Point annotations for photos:
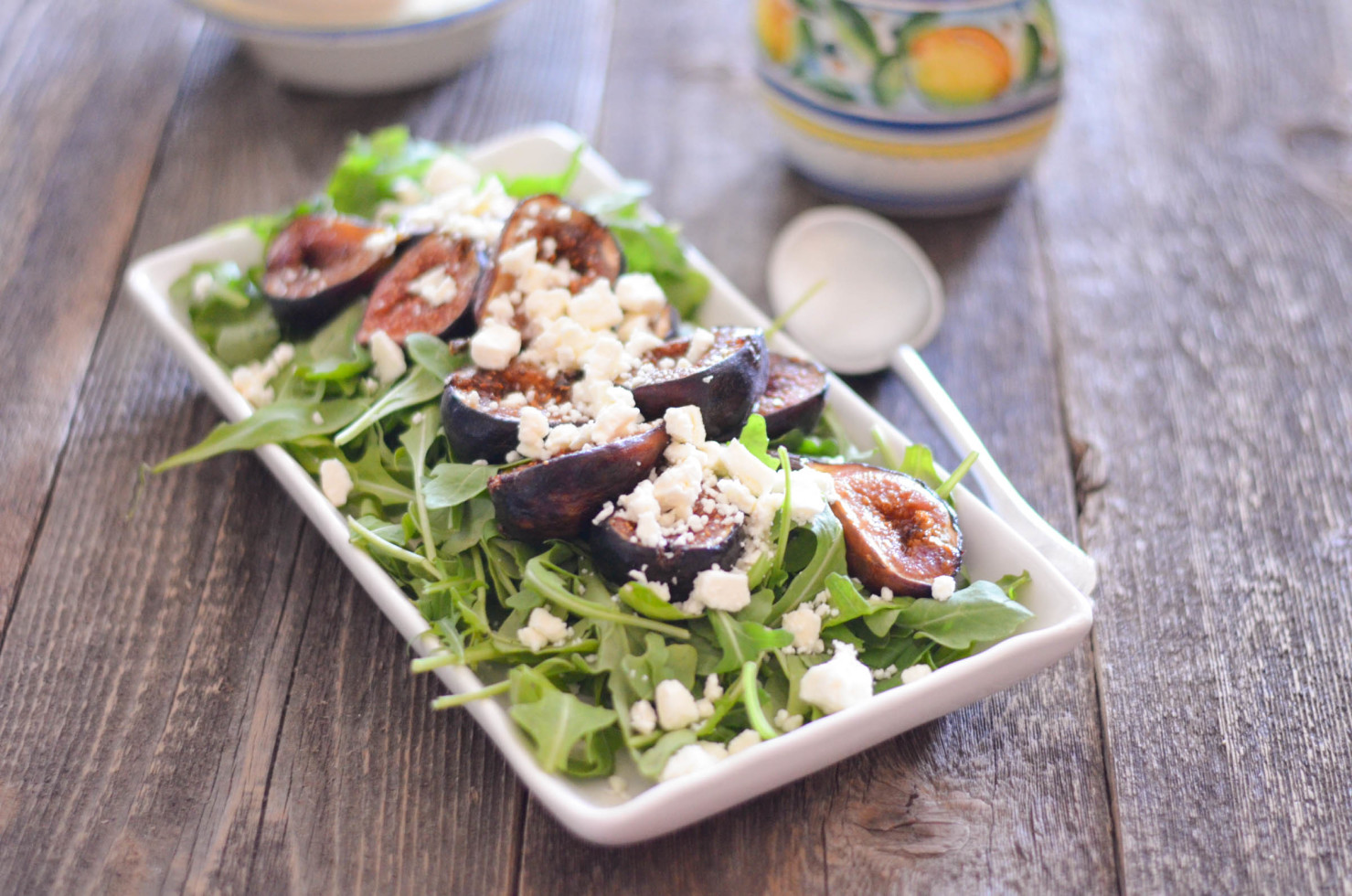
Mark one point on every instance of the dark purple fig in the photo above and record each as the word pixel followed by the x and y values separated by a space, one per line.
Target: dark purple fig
pixel 725 381
pixel 795 393
pixel 560 496
pixel 318 263
pixel 482 421
pixel 617 551
pixel 429 290
pixel 898 533
pixel 561 232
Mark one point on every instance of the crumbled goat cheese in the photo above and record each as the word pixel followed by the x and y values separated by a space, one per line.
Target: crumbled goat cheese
pixel 544 629
pixel 643 718
pixel 804 624
pixel 335 481
pixel 719 590
pixel 675 706
pixel 389 357
pixel 494 347
pixel 914 673
pixel 694 757
pixel 742 741
pixel 531 432
pixel 837 684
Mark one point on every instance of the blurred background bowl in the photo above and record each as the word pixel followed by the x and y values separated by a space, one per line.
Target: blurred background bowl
pixel 360 46
pixel 913 107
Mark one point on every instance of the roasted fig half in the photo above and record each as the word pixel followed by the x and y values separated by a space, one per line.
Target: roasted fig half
pixel 795 393
pixel 429 290
pixel 561 232
pixel 560 496
pixel 898 533
pixel 617 550
pixel 725 381
pixel 480 410
pixel 321 262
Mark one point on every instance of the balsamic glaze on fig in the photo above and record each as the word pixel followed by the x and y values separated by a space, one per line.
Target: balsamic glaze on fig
pixel 617 551
pixel 560 496
pixel 898 533
pixel 397 308
pixel 795 393
pixel 479 424
pixel 560 231
pixel 725 381
pixel 321 262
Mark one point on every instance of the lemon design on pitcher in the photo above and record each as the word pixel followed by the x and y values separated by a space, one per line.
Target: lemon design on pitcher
pixel 959 65
pixel 775 20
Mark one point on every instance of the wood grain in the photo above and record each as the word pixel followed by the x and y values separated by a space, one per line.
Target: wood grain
pixel 1006 794
pixel 84 96
pixel 163 673
pixel 1202 308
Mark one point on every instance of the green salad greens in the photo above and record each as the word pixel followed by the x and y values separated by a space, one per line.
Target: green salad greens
pixel 426 517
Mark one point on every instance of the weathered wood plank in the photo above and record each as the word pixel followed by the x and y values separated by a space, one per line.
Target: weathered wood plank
pixel 1202 308
pixel 209 646
pixel 1007 794
pixel 78 82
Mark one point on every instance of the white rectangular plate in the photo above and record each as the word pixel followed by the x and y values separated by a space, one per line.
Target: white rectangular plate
pixel 591 808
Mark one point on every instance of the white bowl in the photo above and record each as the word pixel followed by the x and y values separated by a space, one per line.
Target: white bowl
pixel 338 59
pixel 591 808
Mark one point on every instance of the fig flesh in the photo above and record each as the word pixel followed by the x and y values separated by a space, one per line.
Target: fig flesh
pixel 429 290
pixel 480 410
pixel 560 496
pixel 617 550
pixel 725 381
pixel 795 393
pixel 898 533
pixel 561 232
pixel 318 263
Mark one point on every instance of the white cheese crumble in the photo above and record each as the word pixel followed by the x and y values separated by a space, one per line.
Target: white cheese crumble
pixel 719 590
pixel 804 624
pixel 389 357
pixel 675 706
pixel 542 630
pixel 914 673
pixel 335 481
pixel 494 347
pixel 694 757
pixel 643 718
pixel 744 741
pixel 837 684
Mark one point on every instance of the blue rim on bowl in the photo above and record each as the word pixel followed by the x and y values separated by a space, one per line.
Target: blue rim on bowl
pixel 248 27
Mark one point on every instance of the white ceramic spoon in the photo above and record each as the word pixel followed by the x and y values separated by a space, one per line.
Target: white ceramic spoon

-- YOUR GOAL --
Copy every entry above, but put "Place a single dot" wherever "Mark one point" appears and keep everything else the same. Leave out the pictures.

-- RESULT --
Place a single dot on every instance of the dark purple fig in the photo above and record each as the word pixel followed by the x and y values separated by a space, one per line.
Target: dark purple fig
pixel 725 381
pixel 795 393
pixel 560 496
pixel 318 263
pixel 482 421
pixel 617 551
pixel 429 290
pixel 898 533
pixel 561 232
Place a single dot on every instance of the crumbled goat cheese in the photo above and record each as the word pixel followed by the x and y values separated by a space, one per line.
Target: crumbled goat cheese
pixel 544 629
pixel 643 718
pixel 804 624
pixel 335 481
pixel 719 590
pixel 675 706
pixel 389 357
pixel 494 347
pixel 914 673
pixel 694 757
pixel 742 741
pixel 531 432
pixel 837 684
Place a single dot on every instance of the blurred background bowl in the photo above and record each as the word pixel followed by the x and y values separated by a space, one per line.
Target: blurred background bowl
pixel 360 46
pixel 913 107
Place a single dot on every instance of the roasted fig half in the photo above and record each as the word pixel followed by the x and y values separated by a space, one per line.
Target: roasted fig half
pixel 795 393
pixel 429 290
pixel 561 232
pixel 560 496
pixel 898 533
pixel 617 550
pixel 725 381
pixel 480 410
pixel 321 262
Place a single dot on every instance of the balsamic glaze on fig in the photo above and record each as the word pixel followed by the x and y values separated by a space, one per line.
Target: balsamic glaze on fig
pixel 617 551
pixel 560 496
pixel 898 533
pixel 397 308
pixel 795 393
pixel 479 424
pixel 560 231
pixel 725 381
pixel 321 262
Place a single dot on every instance of the lemon design on pitcher in the photo above and record each as the word pixel followed by the x and y values separated by a space, one per line.
Target: lemon design on pitcher
pixel 959 65
pixel 775 20
Place a single dot on every instance of the wood grain in the photo above and record each as the word pixel followed by the x and y values separated by a space, one per line.
Target: wood grain
pixel 1006 794
pixel 84 96
pixel 163 673
pixel 1202 308
Place a single dot on every instance of the green salad greens in the photo above and record each as the word pixel followed by the x and y values separated by a space, one per line.
Target: green salad greens
pixel 426 517
Place a single dot on every instance of the weathered wood plank in the photo above and record each as the word pixel followed by the x and y values separated by a space, one per line.
Target: weathered wood plank
pixel 1202 308
pixel 209 646
pixel 1007 794
pixel 78 82
Place a single dot on every instance of the white rectangular plate in the photo above and record each as the word pixel followed by the x and y values separated by a space, one per line.
Target: white rectangular plate
pixel 591 808
Place a single dot on every instance of the white bowl in the photo above and record each as the word pixel followed by the x and y values separated by a space, one per line.
Target: white bowl
pixel 338 59
pixel 591 808
Place a single dot on every instance of the fig flesh in the photo above and record each as the word pixel followed by the x and y values separated by a space, one per line.
Target: fig flesh
pixel 429 290
pixel 480 410
pixel 560 496
pixel 617 550
pixel 725 381
pixel 795 393
pixel 898 533
pixel 561 232
pixel 318 263
Place a single dot on every instance of the white cheese crumble in the photo above and record each as the word pixel followed by the x and y values separated by a space, one per line.
Target: white cheese crumble
pixel 719 590
pixel 804 624
pixel 389 357
pixel 675 706
pixel 542 630
pixel 914 673
pixel 335 481
pixel 494 347
pixel 694 757
pixel 643 718
pixel 744 741
pixel 837 684
Place a single dot on every instance of the blue rim on bowl in the photo above and record each as the word pixel followed by the x and y values separated by a space, one per line.
Target: blue rim on bowl
pixel 248 27
Place a single dot on every instance of the white ceramic spoon in the photo above and record each as the word pixel followed by the x and y values separated by a space, one per line.
Target: white ceramic spoon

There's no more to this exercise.